Point-per-instance localization data

▶

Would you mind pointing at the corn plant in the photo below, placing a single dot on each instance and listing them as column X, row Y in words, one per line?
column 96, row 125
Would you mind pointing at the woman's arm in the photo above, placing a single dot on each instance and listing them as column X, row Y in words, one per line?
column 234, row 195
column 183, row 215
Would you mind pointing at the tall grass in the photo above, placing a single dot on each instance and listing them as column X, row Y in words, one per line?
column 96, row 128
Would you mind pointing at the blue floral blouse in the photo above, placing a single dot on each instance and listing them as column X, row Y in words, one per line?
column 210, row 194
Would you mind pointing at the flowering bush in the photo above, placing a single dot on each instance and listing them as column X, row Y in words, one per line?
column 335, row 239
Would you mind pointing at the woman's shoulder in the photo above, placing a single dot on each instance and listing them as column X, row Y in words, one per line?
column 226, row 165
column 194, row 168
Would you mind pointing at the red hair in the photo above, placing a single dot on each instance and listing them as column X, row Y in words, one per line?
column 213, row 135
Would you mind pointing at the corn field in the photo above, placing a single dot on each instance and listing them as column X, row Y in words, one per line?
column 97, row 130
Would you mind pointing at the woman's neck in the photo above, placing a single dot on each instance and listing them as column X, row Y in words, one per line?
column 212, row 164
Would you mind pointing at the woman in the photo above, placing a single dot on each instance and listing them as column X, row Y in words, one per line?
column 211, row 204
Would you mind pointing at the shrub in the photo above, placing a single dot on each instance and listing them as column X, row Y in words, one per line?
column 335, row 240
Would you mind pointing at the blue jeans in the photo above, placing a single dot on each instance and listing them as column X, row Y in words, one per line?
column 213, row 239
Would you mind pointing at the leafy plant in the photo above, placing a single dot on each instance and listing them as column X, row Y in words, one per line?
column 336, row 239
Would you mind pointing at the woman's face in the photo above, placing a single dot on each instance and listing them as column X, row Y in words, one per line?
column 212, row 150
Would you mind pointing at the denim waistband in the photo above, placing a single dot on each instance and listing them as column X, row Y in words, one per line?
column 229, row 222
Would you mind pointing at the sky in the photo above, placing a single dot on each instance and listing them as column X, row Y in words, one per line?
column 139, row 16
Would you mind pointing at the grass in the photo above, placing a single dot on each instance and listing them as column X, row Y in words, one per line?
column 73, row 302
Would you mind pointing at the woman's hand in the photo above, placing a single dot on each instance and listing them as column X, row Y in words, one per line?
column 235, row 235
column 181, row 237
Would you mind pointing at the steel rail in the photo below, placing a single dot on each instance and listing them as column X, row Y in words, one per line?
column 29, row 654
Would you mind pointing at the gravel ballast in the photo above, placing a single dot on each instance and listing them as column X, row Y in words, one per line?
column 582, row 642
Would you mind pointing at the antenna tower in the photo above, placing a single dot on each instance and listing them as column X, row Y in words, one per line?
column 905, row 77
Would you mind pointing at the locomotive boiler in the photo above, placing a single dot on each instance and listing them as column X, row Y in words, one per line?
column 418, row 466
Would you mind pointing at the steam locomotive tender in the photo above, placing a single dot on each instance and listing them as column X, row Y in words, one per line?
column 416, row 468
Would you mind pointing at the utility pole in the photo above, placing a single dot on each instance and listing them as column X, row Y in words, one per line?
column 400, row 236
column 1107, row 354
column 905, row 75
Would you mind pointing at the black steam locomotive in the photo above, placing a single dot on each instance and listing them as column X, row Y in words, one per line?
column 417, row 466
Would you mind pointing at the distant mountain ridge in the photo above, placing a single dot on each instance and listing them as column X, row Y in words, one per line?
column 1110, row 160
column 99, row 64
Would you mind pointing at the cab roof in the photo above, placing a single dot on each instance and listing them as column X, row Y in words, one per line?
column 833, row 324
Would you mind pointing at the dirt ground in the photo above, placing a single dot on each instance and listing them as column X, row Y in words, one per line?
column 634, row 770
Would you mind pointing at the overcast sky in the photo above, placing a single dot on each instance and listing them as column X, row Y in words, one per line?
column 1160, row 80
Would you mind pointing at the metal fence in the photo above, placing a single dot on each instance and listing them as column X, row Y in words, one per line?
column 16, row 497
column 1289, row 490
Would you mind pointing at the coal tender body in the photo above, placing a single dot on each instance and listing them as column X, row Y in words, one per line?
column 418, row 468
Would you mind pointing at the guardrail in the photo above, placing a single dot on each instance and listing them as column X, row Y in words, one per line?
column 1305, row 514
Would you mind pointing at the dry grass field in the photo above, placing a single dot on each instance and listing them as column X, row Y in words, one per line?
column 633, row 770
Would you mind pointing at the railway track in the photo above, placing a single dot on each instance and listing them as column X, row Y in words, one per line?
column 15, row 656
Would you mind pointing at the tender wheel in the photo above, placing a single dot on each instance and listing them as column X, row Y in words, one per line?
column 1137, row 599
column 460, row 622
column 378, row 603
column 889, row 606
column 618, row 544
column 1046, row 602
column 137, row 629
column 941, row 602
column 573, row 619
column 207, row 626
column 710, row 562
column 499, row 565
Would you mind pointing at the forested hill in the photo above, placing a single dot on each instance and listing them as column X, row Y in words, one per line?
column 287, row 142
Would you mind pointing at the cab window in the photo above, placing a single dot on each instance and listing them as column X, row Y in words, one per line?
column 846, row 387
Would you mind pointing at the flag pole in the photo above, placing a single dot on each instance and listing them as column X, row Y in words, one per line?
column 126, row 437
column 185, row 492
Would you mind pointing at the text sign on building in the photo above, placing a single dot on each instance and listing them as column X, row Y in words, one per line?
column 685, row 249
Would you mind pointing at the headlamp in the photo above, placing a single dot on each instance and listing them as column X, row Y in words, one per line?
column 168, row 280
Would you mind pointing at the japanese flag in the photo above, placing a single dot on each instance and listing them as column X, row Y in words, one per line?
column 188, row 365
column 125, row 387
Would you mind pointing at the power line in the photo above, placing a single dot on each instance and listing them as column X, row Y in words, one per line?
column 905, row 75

◀

- **EXERCISE DIRECTIONS**: Copy every line above once more, precisely as it reads.

- **ANSWER TO THIS TASK**:
Would you mind pointing at the corn plant in the photo below, placing a single dot on each instance and listing them as column X, row Y in words, one per line?
column 96, row 125
Would you mind pointing at the woman's arm in the photo above, placing a single dot on each instance and listing them as column X, row Y in words, one per line?
column 234, row 195
column 183, row 215
Would you mind pointing at the tall grass in the photo above, placing a single dot on each instance and listing them as column X, row Y in words, one per line?
column 96, row 128
Would you mind pointing at the blue floral blouse in the photo above, placing a single dot on each instance and listing them as column X, row Y in words, one per line?
column 210, row 194
Would you mind pointing at the flowering bush in the photo above, placing a single dot on each instance and listing them as column X, row Y in words, one per line?
column 335, row 239
Would you mind pointing at the woman's shoulder in the photo above, placing a single dot on each instance and listing them as column X, row Y in words, one per line?
column 226, row 165
column 194, row 168
Would you mind pointing at the red hair in the photo above, placing a single dot on each instance and listing them as column X, row Y in words, one per line?
column 213, row 135
Would you mind pointing at the corn field in the photo above, placing a single dot on each instance and listing them as column X, row Y in words, one per line?
column 97, row 130
Would you mind pointing at the woman's neck in the photo above, placing a single dot on each instance and listing them as column X, row Y in words, one per line?
column 212, row 164
Would you mind pointing at the woman in the photo above, placing a single dot on each instance and listing them as column X, row Y in words, one per line?
column 211, row 204
Would you mind pointing at the shrub in the photo above, placing a single dot on each instance and listing them as column X, row Y in words, one per line?
column 335, row 240
Would you mind pointing at the blue jeans in the photo above, placing a single dot on each instance and listing them as column X, row Y in words, one per line?
column 213, row 239
Would you mind pointing at the leafy plant in the photo above, placing a single dot on each instance and listing them as column X, row Y in words, one per line?
column 336, row 239
Would you mind pointing at the woman's face in the photo above, placing a single dot on each instance and listing them as column X, row Y in words, one per line?
column 212, row 150
Would you mind pointing at the denim waistband in the photo above, placing a single dot on each instance and listing them as column X, row Y in words, one per line?
column 229, row 222
Would you mind pointing at the sky in the photo above, placing a single dot on each instance and listing them as column X, row Y in words, one per line?
column 139, row 16
Would you mind pointing at the grass in the photo above, placing a single dot on each instance and listing them as column X, row Y in words, one per line?
column 73, row 302
Would you mind pointing at the woman's hand in the photo above, placing a single dot on each instance and listing them as column X, row Y in words, one per line?
column 235, row 235
column 181, row 237
Would you mind pointing at the steel rail in the photo below, placing a single dot on each instance and listing them as column X, row Y in words, one per line?
column 29, row 654
Would you mind pointing at the gravel ballast in the photo above, placing a single dot on each instance and listing them as column X, row Y in words, one per line?
column 582, row 642
Would you mind pointing at the antenna tower in the photo above, placing a single dot on each instance and listing them as column X, row Y in words, one per line?
column 905, row 77
Would you mind pointing at the locomotive boiler in the photo above, placing a single dot on each instance and listing them as column X, row Y in words, one per line?
column 418, row 466
Would you mind pointing at the steam locomotive tender in the photo above, placing a single dot on each instance and listing them as column X, row Y in words, one per line?
column 416, row 468
Would you mind pointing at the utility pole in the photo above, placing a single dot on each instance and listing them as column X, row Y in words, one per line?
column 400, row 236
column 1107, row 354
column 905, row 75
Would you mind pointing at the black steam locomotive in the photo above, placing a single dot on each instance and listing them as column X, row Y in words, one per line?
column 417, row 466
Would you mind pointing at the distant mountain ridge in the photo above, placing a single dot on each instance and listing them as column X, row Y in words, one per line?
column 1110, row 160
column 99, row 64
Would you mind pointing at the cab roof in the photo above, placing a single dot on each instance and listing them as column X, row Y in words, one per line?
column 833, row 324
Would you mind pointing at the dirt ground in the photo above, placing a single dot on each instance and listing them as column X, row Y in words, one per line?
column 634, row 770
Would you mind pointing at the overcast sky in the photo above, placing a single dot on each instance and listing them as column X, row Y in words, one per line?
column 1160, row 80
Would you mind pointing at the metal fence in the photo above, placing a single dot on each instance and listing them as column X, row Y in words, one per line?
column 16, row 497
column 1289, row 490
Would you mind pointing at the coal tender body in the photo above, placing a single dot on each instance and listing them as column X, row Y in words, one per line?
column 418, row 468
Would you mind pointing at the guardrail in the photo above, placing a single dot on each instance and listing them as column X, row Y in words, one per line?
column 1305, row 514
Would you mind pointing at the dry grass field in the photo above, placing a single dot on each instance and listing them as column X, row Y in words, one per line?
column 633, row 770
Would you mind pointing at the railway track in the photo above, placing a single dot on each instance and listing them as column X, row Y in words, one per line?
column 15, row 656
Would you mind pointing at the tender wheel in the photo above, placing a single dot on each instance and listing them as column X, row Y in words, one per line?
column 1137, row 599
column 460, row 622
column 378, row 603
column 889, row 606
column 618, row 544
column 1046, row 602
column 137, row 629
column 941, row 602
column 573, row 619
column 207, row 626
column 710, row 562
column 499, row 565
Would you mind pointing at the forested hill in the photo above, placing a single dot on each instance and listing them as column X, row Y in words, one per line?
column 287, row 142
Would you mind pointing at the cab window in the photo above, placing a single dot on each instance and listing them as column X, row Y in words, one per line?
column 846, row 387
Would you mind pointing at the flag pole in the photo above, placing a single dot on each instance and listing them as column X, row Y in words, one per line?
column 126, row 437
column 185, row 492
Would you mind pointing at the text sign on building in the photo above, placing a single dot on each instance and listing them as column X, row Y in words, one per line?
column 685, row 249
Would you mind pointing at the headlamp in the photo above, placing a single dot on each instance and listing them as column X, row Y in words, one per line?
column 168, row 280
Would you mind pointing at the japanese flag in the photo above, placing a single dot on each instance and listing them as column X, row Y in words, one per line?
column 188, row 365
column 125, row 387
Would you mind pointing at the power line in the photo above, placing a single dot on each instance and listing them as column X, row Y in words, one per line?
column 905, row 75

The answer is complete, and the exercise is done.